▶ What to work on
Write out, word for word, the passage of the Cardinals season review below that runs from "Starters 97.25-64.75 A" to "playoffs by itself.".

Season 86-76 B-
The Cardinals were a solid favorite to win the NL Central, with the Brewers and Cubs as the main competition, and they started out like they meant it. Their 15-8 April was followed by back-to-back months of .500, though, and they finished the first half just 47-41, in second place but just 1 game behind the surprising Reds. I think everyone assumed it was the Cards that would get hot and take it, but it went the other way: while SL did catch up in mid-July, and flirt with first place through mid-August, ultimately it was the Reds that turned it on, and the Cardinals that fell 5 games short. Head-to-head they were 12-6 against the Reds, but they had losing records against all the other divisional rivals except the lowly Pirates.
Hitters 77.5-84.5 C-
The Cardinals, despite the presence of the best hitter on the planet, were an ordinary offensive team. Beyond Pujols and Holliday, only Colby Rasmus contributed above-average offense, while several Cardinals (Brendan Ryan, Yadier Molina and Skip Schumaker) were pretty awful.
Starters 97.25-64.75 A
Chris Carpenter and Adam Wainwright were a 1-2 punch essentially the equal of anyone’s, and Jaime Garcia was very good, as well. But the only other starter who deserved a winning record was late-season acquisition Jake Westbrook, in a dozen starts. The other has-beens and fill-ins couldn’t keep it up, so the rotation couldn’t drag the team to the playoffs by itself.

▶ Data records
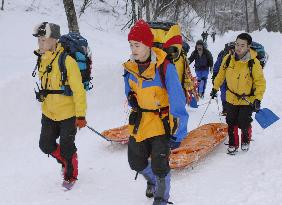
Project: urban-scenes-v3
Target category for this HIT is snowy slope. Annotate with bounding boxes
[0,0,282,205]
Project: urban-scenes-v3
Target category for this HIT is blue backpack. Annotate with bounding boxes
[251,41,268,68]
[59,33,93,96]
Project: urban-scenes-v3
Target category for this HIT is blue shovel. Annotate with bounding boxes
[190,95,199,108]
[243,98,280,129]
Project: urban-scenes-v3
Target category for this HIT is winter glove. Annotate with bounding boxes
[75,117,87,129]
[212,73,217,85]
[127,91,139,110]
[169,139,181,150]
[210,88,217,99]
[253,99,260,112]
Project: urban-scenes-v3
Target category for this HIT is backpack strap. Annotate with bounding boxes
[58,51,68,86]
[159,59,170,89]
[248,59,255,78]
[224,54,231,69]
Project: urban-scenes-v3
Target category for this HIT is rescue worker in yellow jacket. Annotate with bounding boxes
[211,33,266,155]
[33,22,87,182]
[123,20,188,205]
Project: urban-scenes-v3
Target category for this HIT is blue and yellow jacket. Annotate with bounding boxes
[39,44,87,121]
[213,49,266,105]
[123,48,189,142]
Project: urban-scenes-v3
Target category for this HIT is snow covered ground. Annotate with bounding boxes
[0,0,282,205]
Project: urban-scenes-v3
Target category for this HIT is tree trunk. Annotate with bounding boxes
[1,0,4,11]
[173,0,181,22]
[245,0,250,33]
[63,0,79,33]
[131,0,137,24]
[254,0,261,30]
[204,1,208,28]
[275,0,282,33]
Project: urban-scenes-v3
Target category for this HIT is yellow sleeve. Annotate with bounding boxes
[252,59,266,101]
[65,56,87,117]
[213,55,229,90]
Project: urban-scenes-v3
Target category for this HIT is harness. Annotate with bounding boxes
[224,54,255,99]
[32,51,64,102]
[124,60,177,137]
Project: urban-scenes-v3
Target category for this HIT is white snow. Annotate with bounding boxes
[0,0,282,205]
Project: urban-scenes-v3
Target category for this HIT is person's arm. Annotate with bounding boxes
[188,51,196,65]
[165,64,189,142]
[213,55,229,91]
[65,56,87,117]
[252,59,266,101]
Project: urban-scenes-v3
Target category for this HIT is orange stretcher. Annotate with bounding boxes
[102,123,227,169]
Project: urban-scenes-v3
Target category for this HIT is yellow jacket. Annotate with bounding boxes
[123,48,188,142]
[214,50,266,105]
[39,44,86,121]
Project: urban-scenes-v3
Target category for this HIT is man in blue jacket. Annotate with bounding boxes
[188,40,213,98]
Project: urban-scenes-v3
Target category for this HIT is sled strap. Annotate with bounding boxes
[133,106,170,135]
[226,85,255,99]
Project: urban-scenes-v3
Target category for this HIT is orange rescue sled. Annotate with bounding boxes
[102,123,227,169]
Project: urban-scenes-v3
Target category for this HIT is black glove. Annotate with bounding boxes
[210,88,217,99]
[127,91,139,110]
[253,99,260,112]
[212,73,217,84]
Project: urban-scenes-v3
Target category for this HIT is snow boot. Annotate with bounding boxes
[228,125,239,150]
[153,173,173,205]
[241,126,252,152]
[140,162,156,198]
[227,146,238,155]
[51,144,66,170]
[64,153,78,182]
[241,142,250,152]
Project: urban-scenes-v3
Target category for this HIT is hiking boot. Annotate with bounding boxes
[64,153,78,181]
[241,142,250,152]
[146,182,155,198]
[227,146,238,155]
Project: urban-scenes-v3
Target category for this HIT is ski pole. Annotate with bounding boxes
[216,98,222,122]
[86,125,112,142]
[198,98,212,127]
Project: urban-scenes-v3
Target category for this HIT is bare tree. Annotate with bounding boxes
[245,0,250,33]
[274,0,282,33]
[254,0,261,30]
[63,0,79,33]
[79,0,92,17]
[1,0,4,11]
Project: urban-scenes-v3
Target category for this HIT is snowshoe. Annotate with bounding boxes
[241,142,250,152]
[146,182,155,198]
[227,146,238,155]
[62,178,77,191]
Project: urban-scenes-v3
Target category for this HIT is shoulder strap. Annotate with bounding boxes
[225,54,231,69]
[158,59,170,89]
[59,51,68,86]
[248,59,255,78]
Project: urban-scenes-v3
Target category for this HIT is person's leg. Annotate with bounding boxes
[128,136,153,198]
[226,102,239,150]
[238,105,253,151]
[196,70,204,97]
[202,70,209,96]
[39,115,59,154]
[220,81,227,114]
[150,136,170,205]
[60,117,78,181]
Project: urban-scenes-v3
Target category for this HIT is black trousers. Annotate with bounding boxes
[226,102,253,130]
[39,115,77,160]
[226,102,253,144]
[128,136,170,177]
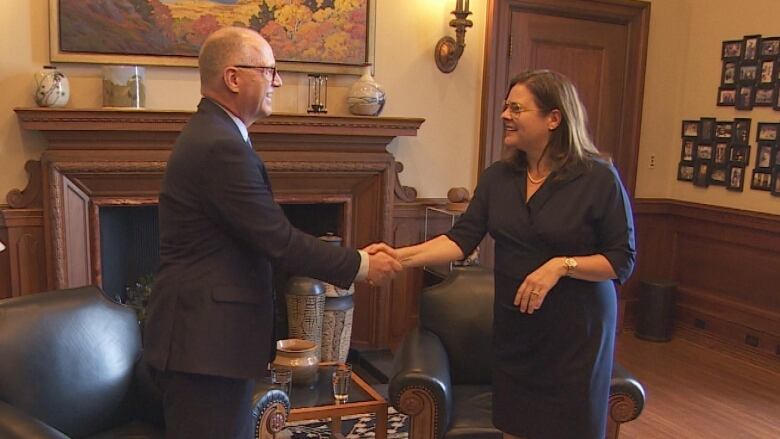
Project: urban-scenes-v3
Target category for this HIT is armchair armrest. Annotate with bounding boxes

▶ Output for this exercise
Starters 97.25-64.75 A
Chris Carpenter and Adam Wainwright were a 1-2 punch essentially the equal of anyone’s, and Jaime Garcia was very good, as well. But the only other starter who deserved a winning record was late-season acquisition Jake Westbrook, in a dozen starts. The other has-beens and fill-ins couldn’t keep it up, so the rotation couldn’t drag the team to the playoffs by itself.